### TASK TO CARRY OUT
Please reproduce every one of the entries below word for word, leaving out the pictures.

** START OF DATA EXTRACT **

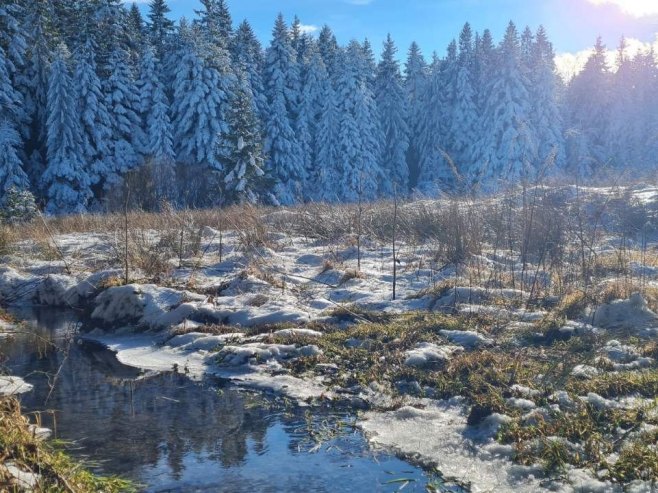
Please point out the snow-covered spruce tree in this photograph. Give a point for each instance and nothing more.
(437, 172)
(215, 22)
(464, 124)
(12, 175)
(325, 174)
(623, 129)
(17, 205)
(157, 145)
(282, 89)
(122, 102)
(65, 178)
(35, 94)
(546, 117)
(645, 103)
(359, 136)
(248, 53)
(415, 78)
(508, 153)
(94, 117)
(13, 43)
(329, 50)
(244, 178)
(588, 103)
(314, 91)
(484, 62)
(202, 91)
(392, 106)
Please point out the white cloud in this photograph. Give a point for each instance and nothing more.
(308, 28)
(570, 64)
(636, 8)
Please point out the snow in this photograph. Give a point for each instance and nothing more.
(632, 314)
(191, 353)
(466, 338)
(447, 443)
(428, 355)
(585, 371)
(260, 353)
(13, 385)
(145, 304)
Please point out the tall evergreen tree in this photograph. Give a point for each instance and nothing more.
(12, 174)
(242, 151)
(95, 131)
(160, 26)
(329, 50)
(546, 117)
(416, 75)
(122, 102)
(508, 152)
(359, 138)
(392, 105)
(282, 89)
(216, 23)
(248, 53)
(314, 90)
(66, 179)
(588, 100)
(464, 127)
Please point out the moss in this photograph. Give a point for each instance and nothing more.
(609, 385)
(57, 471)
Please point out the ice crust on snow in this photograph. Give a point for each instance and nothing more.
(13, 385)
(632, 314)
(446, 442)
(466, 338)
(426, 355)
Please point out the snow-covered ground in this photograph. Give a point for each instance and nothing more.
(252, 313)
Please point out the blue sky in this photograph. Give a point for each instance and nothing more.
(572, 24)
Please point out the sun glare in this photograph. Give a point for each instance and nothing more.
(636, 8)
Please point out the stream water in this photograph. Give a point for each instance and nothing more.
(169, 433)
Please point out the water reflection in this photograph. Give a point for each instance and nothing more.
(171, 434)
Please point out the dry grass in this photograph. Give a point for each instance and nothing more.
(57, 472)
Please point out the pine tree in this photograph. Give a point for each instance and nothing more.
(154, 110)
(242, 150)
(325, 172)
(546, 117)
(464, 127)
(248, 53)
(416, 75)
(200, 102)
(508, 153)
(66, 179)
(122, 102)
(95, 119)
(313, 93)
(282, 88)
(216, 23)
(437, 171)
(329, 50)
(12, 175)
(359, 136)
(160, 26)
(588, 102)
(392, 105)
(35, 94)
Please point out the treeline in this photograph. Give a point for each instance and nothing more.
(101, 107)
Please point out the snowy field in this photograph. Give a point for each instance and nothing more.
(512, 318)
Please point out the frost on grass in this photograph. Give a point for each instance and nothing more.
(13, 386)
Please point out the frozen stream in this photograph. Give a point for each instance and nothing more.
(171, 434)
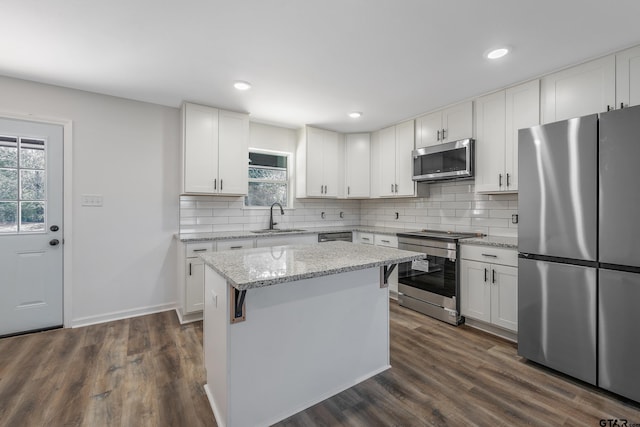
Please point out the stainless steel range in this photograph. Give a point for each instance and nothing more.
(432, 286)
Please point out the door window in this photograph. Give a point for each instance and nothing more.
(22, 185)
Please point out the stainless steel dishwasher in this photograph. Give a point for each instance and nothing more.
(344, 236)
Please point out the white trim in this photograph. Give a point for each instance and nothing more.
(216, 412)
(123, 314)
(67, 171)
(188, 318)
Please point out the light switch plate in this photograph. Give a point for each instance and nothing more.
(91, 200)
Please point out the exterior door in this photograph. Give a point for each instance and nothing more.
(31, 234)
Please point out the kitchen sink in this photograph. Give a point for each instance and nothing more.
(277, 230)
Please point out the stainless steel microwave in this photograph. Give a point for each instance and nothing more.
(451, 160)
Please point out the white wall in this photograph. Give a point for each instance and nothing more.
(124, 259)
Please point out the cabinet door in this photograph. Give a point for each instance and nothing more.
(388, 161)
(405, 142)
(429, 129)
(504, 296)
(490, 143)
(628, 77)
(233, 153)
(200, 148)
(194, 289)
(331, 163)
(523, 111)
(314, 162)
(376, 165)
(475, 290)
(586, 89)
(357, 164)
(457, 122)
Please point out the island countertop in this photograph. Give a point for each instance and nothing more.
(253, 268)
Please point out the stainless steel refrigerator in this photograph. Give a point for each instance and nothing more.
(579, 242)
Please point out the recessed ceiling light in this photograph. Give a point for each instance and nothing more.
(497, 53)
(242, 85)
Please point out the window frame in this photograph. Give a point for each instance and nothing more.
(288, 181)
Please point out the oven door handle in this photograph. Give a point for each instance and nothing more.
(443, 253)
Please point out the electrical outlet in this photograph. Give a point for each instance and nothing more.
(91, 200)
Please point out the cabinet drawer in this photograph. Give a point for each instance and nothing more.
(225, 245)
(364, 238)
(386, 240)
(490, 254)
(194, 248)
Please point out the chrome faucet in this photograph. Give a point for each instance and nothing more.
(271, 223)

** END OF DATA EXTRACT **

### SOLVED PROBLEM
Please point out the snow-covered spruce tree in this photograph. Give a point for each instance and nothing more.
(437, 172)
(215, 22)
(464, 124)
(12, 175)
(325, 174)
(623, 129)
(17, 205)
(157, 145)
(282, 89)
(122, 102)
(65, 178)
(35, 94)
(546, 117)
(645, 103)
(359, 136)
(248, 53)
(415, 78)
(508, 153)
(94, 117)
(13, 43)
(329, 50)
(244, 178)
(588, 103)
(314, 91)
(484, 62)
(202, 91)
(392, 106)
Please point out the white cloud in this photograph. Give a point for each instance and nothing more.
(308, 28)
(570, 64)
(636, 8)
Please point out the snow in this photograph. Give a point for each instance and nothing more.
(632, 314)
(191, 353)
(466, 338)
(447, 443)
(428, 355)
(585, 371)
(260, 353)
(13, 385)
(145, 304)
Please point out the tall evergreen tree in this photograph. Give a point for each instance and nothing more.
(12, 174)
(242, 151)
(95, 131)
(160, 26)
(329, 50)
(546, 117)
(416, 75)
(122, 102)
(508, 152)
(359, 138)
(392, 105)
(282, 89)
(216, 23)
(248, 53)
(314, 90)
(66, 179)
(588, 100)
(464, 127)
Please point out the moss in this photograph. Give a point for each instance and nothing more.
(609, 385)
(57, 471)
Please point out the ice crust on snow in this photograph. Give a point for each instance and nothing more.
(13, 385)
(632, 314)
(446, 442)
(466, 338)
(426, 355)
Please point out the snow-covered ground in this photograph. Give a point for each instance and nothing more.
(252, 313)
Please point out the blue sky in this photograph. Give a point for each instance and nothing more.
(572, 24)
Please point out the sun glare in this photograph. Give a point for each instance and nothing more.
(636, 8)
Please point out the stream water in this photograph. Give a point for each instance and nothing more.
(169, 433)
Please point out the water reflection in this photograph. Give a point for each instance and nothing more.
(171, 434)
Please point out the dry grass in this photograph. Give a point for each instance and nothing more.
(57, 472)
Please point out the pine tree in this photograph. Give a point for each instance and nothing more.
(154, 110)
(242, 150)
(325, 172)
(546, 117)
(464, 127)
(248, 53)
(416, 75)
(200, 102)
(508, 153)
(66, 179)
(122, 102)
(95, 119)
(313, 93)
(282, 88)
(216, 23)
(437, 171)
(329, 50)
(12, 175)
(359, 136)
(160, 26)
(588, 102)
(392, 105)
(35, 94)
Please point out the treeline in this photograph. Give a point for each instance and nothing more.
(101, 107)
Please point out the snowy field in this photograph. Give a point for each instance and nothing more.
(512, 318)
Please point out the frost on grass in this photograph. Give a point for each instance and nothing more.
(13, 386)
Please point out the frozen stream in this photograph. Give a point for each instance and nothing more.
(171, 434)
Please point out the stainless steel range in this photograph. Give a point for each instance and nothing more.
(432, 286)
Please point out the door window in this photograph. Give a point for each instance and nothing more.
(22, 185)
Please point out the stainless steel dishwasher in this photograph. Give a point for each instance and nothing more.
(344, 236)
Please point out the white trim in this photograph. Give a point for each instance and nothing more.
(216, 412)
(123, 314)
(67, 171)
(188, 318)
Please point out the light switch plate in this photograph. Give a point for each instance and nothing more.
(91, 200)
Please point out the exterior door in this photograph. Give a point for each instance and nothing more.
(31, 234)
Please point out the kitchen sink in this photograph. Give a point for each instance and nothing more.
(277, 230)
Please point out the stainless steel microwave in this photograph. Give a point for each instance and nothing more.
(451, 160)
Please point out the white wall in this photograph. Give a point for each instance and nothing more.
(124, 259)
Please point out the cabinet door in this photograph. Give a point for each instance and nothing more.
(388, 161)
(405, 142)
(429, 129)
(504, 296)
(490, 143)
(628, 77)
(233, 153)
(200, 148)
(194, 289)
(331, 163)
(523, 111)
(314, 162)
(376, 165)
(475, 290)
(586, 89)
(357, 164)
(457, 122)
Please point out the island countertop in this photograph. Give a point for each instance and nothing more.
(253, 268)
Please point out the stainless steel refrigerator in this photograph. Give a point for each instance and nothing more.
(579, 242)
Please point out the recessed ceiling light in this photograph. Give a point for each instance and nothing more.
(497, 53)
(242, 85)
Please point out the window frame in this photograph. Give a point for each instance and nothing more.
(288, 181)
Please point out the oven door handle in this photograph. Give a point for each instance and nothing more.
(443, 253)
Please point out the electrical outlet in this photograph. Give a point for each instance and nothing more.
(91, 200)
Please point out the cabinet drawer in this photograph. Give a point for each instance and nothing more.
(225, 245)
(364, 238)
(386, 240)
(490, 254)
(194, 248)
Please point out the chrome faucet in this photograph. Give a point for each instance and nothing more.
(271, 223)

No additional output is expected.